SHORT PROBLEM
Copy the rows from the line holding "The component shall identify every instance of the distant" through the end of the rows, inclusive, requests included. Multiply every point coordinate in the answers by 1.05 and round each to a whole number, rounding halves up.

-- Start DATA FOR THIS TASK --

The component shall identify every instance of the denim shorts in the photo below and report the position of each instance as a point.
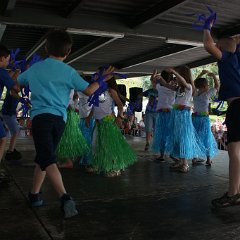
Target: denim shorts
(2, 130)
(149, 121)
(12, 123)
(233, 121)
(47, 130)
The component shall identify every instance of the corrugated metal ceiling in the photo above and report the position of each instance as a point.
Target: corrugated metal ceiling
(141, 28)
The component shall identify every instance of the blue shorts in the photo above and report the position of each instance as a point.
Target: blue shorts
(2, 130)
(233, 121)
(47, 131)
(150, 120)
(12, 123)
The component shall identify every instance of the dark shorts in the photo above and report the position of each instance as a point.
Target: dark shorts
(2, 130)
(233, 121)
(47, 130)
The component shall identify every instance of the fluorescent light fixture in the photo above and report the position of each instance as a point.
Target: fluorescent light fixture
(184, 42)
(95, 33)
(2, 30)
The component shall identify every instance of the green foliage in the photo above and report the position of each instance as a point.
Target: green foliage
(146, 82)
(209, 67)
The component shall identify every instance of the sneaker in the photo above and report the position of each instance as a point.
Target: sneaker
(146, 147)
(184, 168)
(4, 177)
(226, 201)
(176, 165)
(159, 160)
(14, 155)
(68, 206)
(113, 174)
(35, 199)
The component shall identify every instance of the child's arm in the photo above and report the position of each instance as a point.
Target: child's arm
(88, 118)
(215, 79)
(202, 73)
(180, 79)
(117, 100)
(94, 86)
(210, 46)
(165, 84)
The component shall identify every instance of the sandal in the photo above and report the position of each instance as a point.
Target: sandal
(226, 201)
(159, 159)
(113, 174)
(176, 165)
(184, 168)
(208, 164)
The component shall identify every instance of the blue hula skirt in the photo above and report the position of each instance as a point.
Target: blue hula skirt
(72, 143)
(87, 133)
(112, 152)
(202, 126)
(183, 141)
(161, 132)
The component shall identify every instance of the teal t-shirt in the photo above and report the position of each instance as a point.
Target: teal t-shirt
(50, 82)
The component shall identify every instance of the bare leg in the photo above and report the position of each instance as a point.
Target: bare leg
(234, 168)
(56, 179)
(54, 176)
(12, 142)
(38, 179)
(208, 162)
(148, 137)
(2, 146)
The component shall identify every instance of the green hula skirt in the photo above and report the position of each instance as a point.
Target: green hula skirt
(72, 143)
(112, 152)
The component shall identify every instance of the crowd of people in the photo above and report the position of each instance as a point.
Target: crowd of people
(90, 133)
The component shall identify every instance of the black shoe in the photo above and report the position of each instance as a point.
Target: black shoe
(4, 177)
(68, 206)
(226, 201)
(14, 155)
(35, 199)
(160, 159)
(146, 147)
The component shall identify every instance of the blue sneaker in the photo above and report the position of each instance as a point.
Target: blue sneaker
(35, 199)
(68, 206)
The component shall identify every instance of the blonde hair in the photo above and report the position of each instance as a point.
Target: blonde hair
(185, 72)
(227, 44)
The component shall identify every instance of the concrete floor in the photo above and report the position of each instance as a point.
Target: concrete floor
(147, 202)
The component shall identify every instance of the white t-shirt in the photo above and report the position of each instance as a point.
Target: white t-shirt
(105, 106)
(84, 108)
(166, 97)
(201, 102)
(185, 97)
(70, 101)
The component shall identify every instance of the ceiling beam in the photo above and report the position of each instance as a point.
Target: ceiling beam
(148, 57)
(229, 31)
(2, 30)
(202, 62)
(31, 17)
(155, 11)
(7, 7)
(89, 48)
(37, 46)
(75, 5)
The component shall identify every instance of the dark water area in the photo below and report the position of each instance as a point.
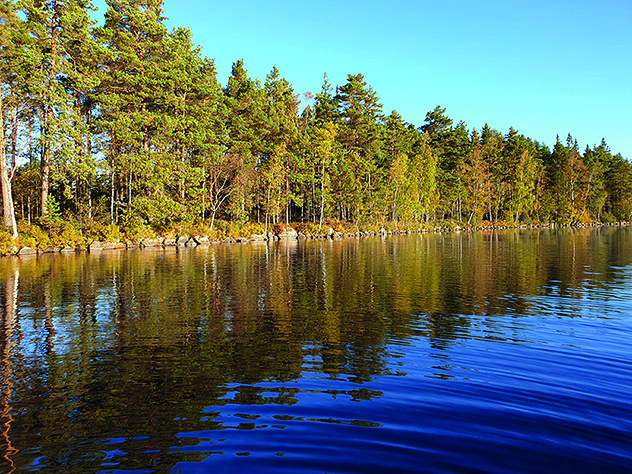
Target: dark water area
(505, 352)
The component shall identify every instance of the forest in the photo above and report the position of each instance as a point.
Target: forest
(123, 131)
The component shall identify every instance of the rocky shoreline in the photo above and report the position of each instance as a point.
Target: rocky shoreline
(287, 234)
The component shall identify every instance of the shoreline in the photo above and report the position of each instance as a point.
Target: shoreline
(288, 234)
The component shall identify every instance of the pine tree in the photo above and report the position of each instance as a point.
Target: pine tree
(9, 21)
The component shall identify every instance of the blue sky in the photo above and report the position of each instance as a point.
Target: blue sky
(543, 67)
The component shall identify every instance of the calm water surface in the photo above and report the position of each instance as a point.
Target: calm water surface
(490, 352)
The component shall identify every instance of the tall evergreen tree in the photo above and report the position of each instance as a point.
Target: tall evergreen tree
(9, 22)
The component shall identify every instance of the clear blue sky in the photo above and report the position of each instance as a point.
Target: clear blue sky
(543, 67)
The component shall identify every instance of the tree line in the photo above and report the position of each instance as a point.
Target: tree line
(126, 124)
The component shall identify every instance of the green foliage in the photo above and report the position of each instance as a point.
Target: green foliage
(252, 228)
(7, 243)
(33, 236)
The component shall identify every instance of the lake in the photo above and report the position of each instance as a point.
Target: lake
(489, 352)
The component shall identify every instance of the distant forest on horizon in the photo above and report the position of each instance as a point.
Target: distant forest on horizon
(126, 126)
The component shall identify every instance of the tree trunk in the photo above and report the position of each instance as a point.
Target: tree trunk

-- End DATA FOR THIS TASK --

CORRECT OUTPUT
The component shall identify every instance of the distant forest on horizon in the photo above and report the position of each instance as a point.
Target: distant forest on horizon
(132, 132)
The component shall identify every instance of the tree trunk in the photo above and report the position of each instance as a point.
Target: tree trunk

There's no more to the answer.